──────── Extract to read

In a study to be published in the Aug. 14, 2002 issue of the Journal of the American Medical Association (JAMA), the drug sertraline (Zoloft), an SSRI (selective serotonin reuptake inhibitor) antidepressant, has been found to be safe and effective in 369 depressed patients recently hospitalized for heart attack. Patients with a history of two prior episodes of depression showed a 78 percent improvement while taking sertraline while only 45 percent improved on placebo. There was almost no difference between the drug and the placebo in patients who had never experienced a bout of depression before their hospitalization. Additionally, there was a 23 percent reduction in life-threatening cardiovascular events in people taking the drug.

Dr. Christopher O'Connor, associate professor of cardiology at Duke University Medical Center, Durham, NC, and Dr. Alexander Glassman, professor of clinical psychiatry at Columbia University College of Physicians & Surgeons, New York, were co-principal investigators of the study. For interviews with Dr. O'Connor, contact the Duke University Medical Center News Office at 919-684-4148 or richard.puff@duke.edu. For interviews with Dr. Glassman, who was the paper's lead author, contact Annie Bayne at 212-305-3900 or as862@columbia.edu.

────────────────

**Task statement:**
Pick up the piece on sertraline for depressed heart attack patients right after its final sentence and keep writing it.

──────── Source material

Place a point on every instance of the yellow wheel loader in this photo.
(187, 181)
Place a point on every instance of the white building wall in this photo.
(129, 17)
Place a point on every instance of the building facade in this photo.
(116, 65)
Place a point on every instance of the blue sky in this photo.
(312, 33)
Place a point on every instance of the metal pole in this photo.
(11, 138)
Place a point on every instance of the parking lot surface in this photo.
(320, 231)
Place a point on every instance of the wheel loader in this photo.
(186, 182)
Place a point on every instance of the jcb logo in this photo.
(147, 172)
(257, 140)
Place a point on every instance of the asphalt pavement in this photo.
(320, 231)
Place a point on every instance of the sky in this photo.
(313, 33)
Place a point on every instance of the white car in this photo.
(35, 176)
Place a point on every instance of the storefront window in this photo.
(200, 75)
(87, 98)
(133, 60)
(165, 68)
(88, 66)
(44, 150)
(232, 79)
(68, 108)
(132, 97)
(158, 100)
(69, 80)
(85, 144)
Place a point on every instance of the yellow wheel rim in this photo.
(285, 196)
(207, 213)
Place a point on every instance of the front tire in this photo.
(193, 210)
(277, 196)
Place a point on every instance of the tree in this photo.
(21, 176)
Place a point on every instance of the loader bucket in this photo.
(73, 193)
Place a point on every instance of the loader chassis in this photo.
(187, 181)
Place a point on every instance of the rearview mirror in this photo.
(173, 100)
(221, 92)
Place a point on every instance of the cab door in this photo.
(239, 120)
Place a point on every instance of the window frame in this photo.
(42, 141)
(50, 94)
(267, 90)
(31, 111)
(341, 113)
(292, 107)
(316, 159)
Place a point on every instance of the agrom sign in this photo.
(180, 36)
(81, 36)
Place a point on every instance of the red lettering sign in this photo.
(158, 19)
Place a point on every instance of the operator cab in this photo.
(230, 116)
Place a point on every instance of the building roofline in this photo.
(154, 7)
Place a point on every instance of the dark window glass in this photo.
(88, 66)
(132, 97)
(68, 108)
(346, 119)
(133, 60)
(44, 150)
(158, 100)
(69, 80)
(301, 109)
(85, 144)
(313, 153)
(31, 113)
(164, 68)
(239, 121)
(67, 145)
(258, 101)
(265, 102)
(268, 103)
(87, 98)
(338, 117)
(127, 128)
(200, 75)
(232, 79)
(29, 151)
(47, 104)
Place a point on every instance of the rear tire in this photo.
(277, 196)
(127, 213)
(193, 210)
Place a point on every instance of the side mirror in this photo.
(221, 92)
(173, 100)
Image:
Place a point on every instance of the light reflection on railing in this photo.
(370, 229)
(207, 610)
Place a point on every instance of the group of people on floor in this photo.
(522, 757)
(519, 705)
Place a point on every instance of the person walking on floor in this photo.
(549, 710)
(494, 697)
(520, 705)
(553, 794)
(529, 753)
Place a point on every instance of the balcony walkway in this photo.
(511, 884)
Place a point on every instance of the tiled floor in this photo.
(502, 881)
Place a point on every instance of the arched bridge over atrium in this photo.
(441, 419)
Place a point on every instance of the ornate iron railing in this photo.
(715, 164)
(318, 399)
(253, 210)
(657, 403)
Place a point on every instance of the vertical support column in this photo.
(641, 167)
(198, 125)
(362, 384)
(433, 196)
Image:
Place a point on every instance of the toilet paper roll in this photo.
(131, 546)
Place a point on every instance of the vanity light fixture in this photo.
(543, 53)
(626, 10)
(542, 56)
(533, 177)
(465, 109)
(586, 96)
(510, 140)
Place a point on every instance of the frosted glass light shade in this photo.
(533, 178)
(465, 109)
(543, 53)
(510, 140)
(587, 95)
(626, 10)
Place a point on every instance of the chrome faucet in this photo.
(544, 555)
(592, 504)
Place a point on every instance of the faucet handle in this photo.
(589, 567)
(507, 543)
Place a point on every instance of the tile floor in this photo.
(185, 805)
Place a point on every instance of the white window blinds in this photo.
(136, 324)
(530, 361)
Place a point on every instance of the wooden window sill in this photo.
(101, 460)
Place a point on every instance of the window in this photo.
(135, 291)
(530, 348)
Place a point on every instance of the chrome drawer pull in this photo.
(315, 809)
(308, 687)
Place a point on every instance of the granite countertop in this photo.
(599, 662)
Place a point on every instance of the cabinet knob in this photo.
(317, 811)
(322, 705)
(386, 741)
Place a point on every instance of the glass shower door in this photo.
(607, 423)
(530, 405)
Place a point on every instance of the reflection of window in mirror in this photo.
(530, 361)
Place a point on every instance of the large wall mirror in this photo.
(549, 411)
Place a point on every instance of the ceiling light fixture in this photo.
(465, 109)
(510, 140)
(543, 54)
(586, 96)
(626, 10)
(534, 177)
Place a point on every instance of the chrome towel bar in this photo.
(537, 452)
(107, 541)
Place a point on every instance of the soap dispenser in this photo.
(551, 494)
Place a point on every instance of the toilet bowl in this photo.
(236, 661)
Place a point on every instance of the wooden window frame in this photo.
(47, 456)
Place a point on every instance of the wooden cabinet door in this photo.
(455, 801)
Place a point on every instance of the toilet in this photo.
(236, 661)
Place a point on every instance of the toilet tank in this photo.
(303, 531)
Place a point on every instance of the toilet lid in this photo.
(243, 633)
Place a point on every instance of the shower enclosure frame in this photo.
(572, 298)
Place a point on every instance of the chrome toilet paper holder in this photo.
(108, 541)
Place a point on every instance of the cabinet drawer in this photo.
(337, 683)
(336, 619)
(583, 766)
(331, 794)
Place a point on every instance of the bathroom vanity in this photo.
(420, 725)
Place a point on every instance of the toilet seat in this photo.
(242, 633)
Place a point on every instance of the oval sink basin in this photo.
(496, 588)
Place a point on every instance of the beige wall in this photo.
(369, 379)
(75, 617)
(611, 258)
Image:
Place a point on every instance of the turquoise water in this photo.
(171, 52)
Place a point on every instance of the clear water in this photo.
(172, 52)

────────────────

**Answer to the exercise:**
Although depressed patients are three times more likely to die after their first hospitalization for a heart attack than patients who are not depressed, doctors do not prescribe antidepressants to people with heart conditions. The older tricyclic drugs are dangerous for heart patients, and until now, no studies using SSRIs, a newer class of antidepressants, had ever been performed in a population of patients who recently experienced a heart attack.

The study, which took place at 40 medical centers throughout the world, was sponsored by Pfizer, Inc., which manufactures Zoloft, and by the National Institutes of Health and the New York State Department of Mental Hygiene.